Records for the exercise

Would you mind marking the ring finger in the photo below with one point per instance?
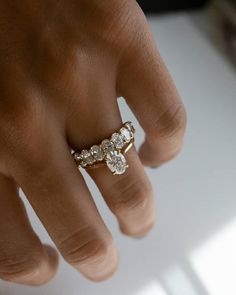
(129, 196)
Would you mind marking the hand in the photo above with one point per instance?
(63, 65)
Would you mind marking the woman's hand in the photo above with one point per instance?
(63, 64)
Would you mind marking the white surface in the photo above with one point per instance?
(195, 194)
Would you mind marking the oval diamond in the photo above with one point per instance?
(87, 158)
(116, 162)
(117, 139)
(107, 146)
(96, 152)
(125, 134)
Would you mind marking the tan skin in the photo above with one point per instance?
(63, 65)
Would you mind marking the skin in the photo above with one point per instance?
(63, 65)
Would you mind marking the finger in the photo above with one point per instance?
(23, 259)
(151, 94)
(129, 196)
(61, 199)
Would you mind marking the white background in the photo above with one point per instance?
(192, 249)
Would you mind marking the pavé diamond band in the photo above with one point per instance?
(110, 152)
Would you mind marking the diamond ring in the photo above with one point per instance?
(110, 152)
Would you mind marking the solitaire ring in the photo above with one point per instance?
(110, 152)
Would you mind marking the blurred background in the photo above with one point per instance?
(192, 250)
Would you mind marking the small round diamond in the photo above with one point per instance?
(107, 146)
(116, 162)
(96, 152)
(87, 158)
(77, 157)
(125, 133)
(131, 129)
(117, 139)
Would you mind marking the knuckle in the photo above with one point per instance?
(171, 123)
(85, 246)
(131, 196)
(20, 265)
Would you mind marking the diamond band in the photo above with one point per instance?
(109, 152)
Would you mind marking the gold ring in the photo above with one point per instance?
(110, 152)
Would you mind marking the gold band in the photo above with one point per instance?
(110, 152)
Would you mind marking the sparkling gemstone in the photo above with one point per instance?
(96, 152)
(107, 146)
(116, 162)
(87, 158)
(130, 127)
(77, 157)
(125, 133)
(117, 139)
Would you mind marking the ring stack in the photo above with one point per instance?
(109, 152)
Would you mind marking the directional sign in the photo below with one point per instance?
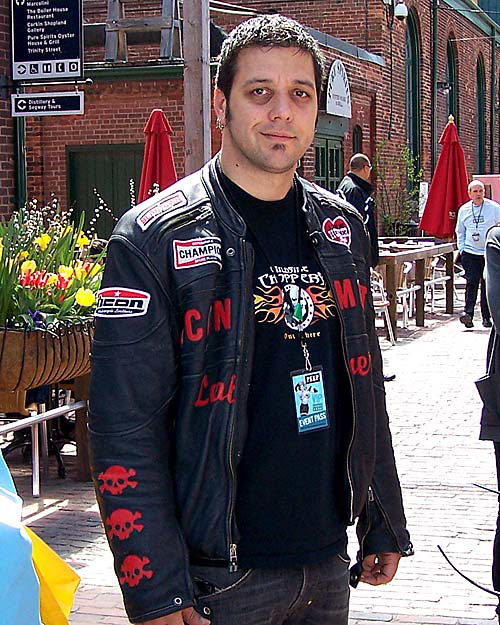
(46, 39)
(34, 104)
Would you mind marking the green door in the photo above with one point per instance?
(108, 169)
(329, 162)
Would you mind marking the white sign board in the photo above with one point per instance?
(338, 93)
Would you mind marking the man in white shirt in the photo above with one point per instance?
(474, 220)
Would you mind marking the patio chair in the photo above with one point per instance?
(381, 302)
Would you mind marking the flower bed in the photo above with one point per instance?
(49, 280)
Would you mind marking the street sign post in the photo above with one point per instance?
(46, 39)
(35, 104)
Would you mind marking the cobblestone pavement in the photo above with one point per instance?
(434, 410)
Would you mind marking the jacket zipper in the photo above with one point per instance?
(371, 498)
(388, 523)
(342, 326)
(232, 547)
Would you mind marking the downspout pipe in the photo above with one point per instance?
(492, 101)
(20, 162)
(435, 4)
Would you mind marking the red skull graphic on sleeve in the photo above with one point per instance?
(121, 523)
(133, 570)
(116, 479)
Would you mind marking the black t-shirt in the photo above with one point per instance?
(286, 506)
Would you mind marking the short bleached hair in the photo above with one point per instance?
(475, 183)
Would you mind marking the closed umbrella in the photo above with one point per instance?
(448, 190)
(158, 166)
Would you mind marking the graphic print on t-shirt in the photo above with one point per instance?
(293, 296)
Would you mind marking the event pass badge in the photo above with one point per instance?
(310, 401)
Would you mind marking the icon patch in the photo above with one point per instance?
(195, 252)
(337, 231)
(149, 215)
(117, 301)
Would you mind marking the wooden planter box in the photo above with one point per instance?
(31, 358)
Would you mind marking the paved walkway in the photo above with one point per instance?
(434, 411)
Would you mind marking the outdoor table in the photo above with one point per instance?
(391, 260)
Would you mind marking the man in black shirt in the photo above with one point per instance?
(225, 300)
(356, 188)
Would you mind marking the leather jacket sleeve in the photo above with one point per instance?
(133, 387)
(382, 525)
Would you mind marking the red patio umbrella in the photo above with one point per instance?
(448, 190)
(158, 165)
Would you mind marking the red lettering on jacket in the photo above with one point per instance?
(219, 316)
(193, 334)
(212, 393)
(361, 365)
(345, 293)
(362, 293)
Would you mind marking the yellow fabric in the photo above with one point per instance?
(58, 582)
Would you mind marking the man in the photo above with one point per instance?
(222, 502)
(356, 188)
(474, 220)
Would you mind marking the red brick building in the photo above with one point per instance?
(69, 156)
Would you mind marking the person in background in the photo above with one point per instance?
(357, 189)
(490, 421)
(473, 221)
(224, 496)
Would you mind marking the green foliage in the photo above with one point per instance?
(398, 177)
(47, 275)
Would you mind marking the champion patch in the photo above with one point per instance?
(149, 215)
(196, 252)
(117, 301)
(337, 230)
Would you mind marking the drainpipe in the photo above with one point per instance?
(20, 156)
(435, 4)
(492, 102)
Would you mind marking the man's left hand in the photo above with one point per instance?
(379, 568)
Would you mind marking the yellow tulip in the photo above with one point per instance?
(84, 297)
(65, 271)
(82, 240)
(42, 241)
(28, 265)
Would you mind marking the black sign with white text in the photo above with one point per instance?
(34, 104)
(46, 39)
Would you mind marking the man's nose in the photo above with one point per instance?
(281, 107)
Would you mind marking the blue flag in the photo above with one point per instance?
(19, 587)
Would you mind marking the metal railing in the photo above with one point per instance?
(33, 422)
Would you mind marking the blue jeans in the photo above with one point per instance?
(316, 594)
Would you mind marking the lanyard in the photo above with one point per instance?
(476, 218)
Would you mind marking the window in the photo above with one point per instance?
(451, 79)
(413, 86)
(329, 162)
(357, 140)
(480, 117)
(108, 169)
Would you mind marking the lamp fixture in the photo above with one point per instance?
(443, 86)
(393, 9)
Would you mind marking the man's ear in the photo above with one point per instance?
(220, 105)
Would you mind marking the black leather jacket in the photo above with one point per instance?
(171, 366)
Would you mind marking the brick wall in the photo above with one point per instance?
(117, 110)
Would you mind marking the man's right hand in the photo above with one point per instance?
(189, 616)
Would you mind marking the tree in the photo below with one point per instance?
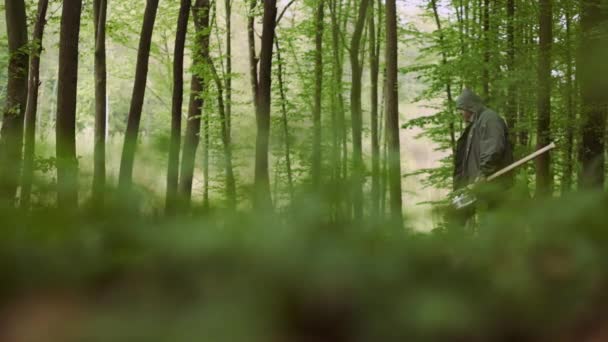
(200, 14)
(591, 64)
(543, 128)
(32, 105)
(11, 133)
(392, 113)
(356, 111)
(176, 107)
(316, 146)
(125, 179)
(262, 184)
(99, 169)
(511, 114)
(67, 164)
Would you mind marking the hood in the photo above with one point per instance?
(468, 100)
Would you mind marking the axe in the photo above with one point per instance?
(465, 198)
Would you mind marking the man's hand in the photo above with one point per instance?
(480, 179)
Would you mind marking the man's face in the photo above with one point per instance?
(466, 115)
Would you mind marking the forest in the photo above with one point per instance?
(291, 170)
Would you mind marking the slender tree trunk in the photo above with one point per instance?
(486, 53)
(543, 128)
(591, 64)
(32, 105)
(392, 113)
(316, 146)
(448, 81)
(228, 77)
(229, 174)
(176, 107)
(99, 164)
(339, 152)
(125, 179)
(284, 119)
(511, 114)
(374, 67)
(262, 185)
(11, 133)
(570, 123)
(253, 60)
(200, 15)
(355, 106)
(67, 164)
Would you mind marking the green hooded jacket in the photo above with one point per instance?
(484, 146)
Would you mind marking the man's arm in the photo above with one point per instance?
(492, 143)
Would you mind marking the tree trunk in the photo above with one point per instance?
(125, 179)
(374, 67)
(285, 123)
(229, 174)
(392, 113)
(338, 118)
(253, 60)
(316, 117)
(511, 115)
(67, 164)
(200, 15)
(228, 76)
(99, 167)
(176, 107)
(594, 86)
(262, 185)
(32, 105)
(486, 53)
(570, 123)
(355, 107)
(543, 128)
(11, 133)
(448, 81)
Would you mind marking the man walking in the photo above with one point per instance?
(483, 148)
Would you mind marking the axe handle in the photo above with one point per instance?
(522, 161)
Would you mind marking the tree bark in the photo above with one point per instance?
(338, 118)
(200, 15)
(355, 107)
(511, 115)
(591, 70)
(11, 133)
(316, 146)
(176, 107)
(374, 68)
(285, 122)
(253, 60)
(262, 185)
(99, 165)
(570, 123)
(228, 76)
(392, 113)
(448, 81)
(67, 164)
(543, 128)
(32, 105)
(125, 179)
(486, 53)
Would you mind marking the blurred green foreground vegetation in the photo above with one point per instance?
(536, 271)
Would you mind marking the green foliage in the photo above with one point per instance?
(535, 274)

What this task involves
Beginning at the line containing "Would you mind marking the forest", repeat each line exactly through the last line of the entries, and include no other lines.

Answer for this exercise
Would you mind marking the forest in the photo above with one point per instance?
(291, 170)
Would you mind marking the slender tree trunk in the photo above with one point per instance?
(486, 53)
(543, 128)
(591, 64)
(32, 105)
(392, 113)
(316, 146)
(448, 81)
(228, 77)
(229, 174)
(176, 107)
(99, 164)
(339, 152)
(125, 179)
(284, 119)
(511, 114)
(374, 67)
(262, 185)
(11, 133)
(570, 123)
(253, 60)
(200, 15)
(355, 106)
(67, 164)
Would you mind marking the green hooded jacket in the photo above with one point per instance?
(484, 146)
Would you mind marking the man's arm in the photo above with one point per instance?
(492, 143)
Would you mind marking the tree trunk in the photo above with one point per instance?
(125, 179)
(374, 67)
(285, 123)
(229, 174)
(392, 113)
(338, 118)
(253, 60)
(316, 117)
(511, 115)
(67, 164)
(200, 15)
(228, 76)
(99, 167)
(176, 107)
(594, 86)
(262, 185)
(32, 105)
(486, 53)
(570, 123)
(355, 107)
(543, 128)
(11, 133)
(448, 81)
Would you mind marking the man walking in the photo above with one point per instance?
(483, 148)
Would you mind marking the axe handle in the photo above with one point per instance?
(522, 161)
Would you mind marking the tree bark in the photo above with one point per instance?
(338, 118)
(200, 15)
(355, 107)
(511, 115)
(591, 70)
(11, 133)
(316, 146)
(176, 107)
(374, 68)
(285, 122)
(253, 60)
(262, 185)
(99, 165)
(570, 123)
(228, 76)
(392, 113)
(448, 81)
(67, 164)
(543, 128)
(32, 105)
(125, 179)
(486, 53)
Would you mind marking the blurred green foreground vegetation in the photo above with one point per instance?
(536, 271)
Would you mind marking the green foliage in the photo above with one point per instance?
(535, 274)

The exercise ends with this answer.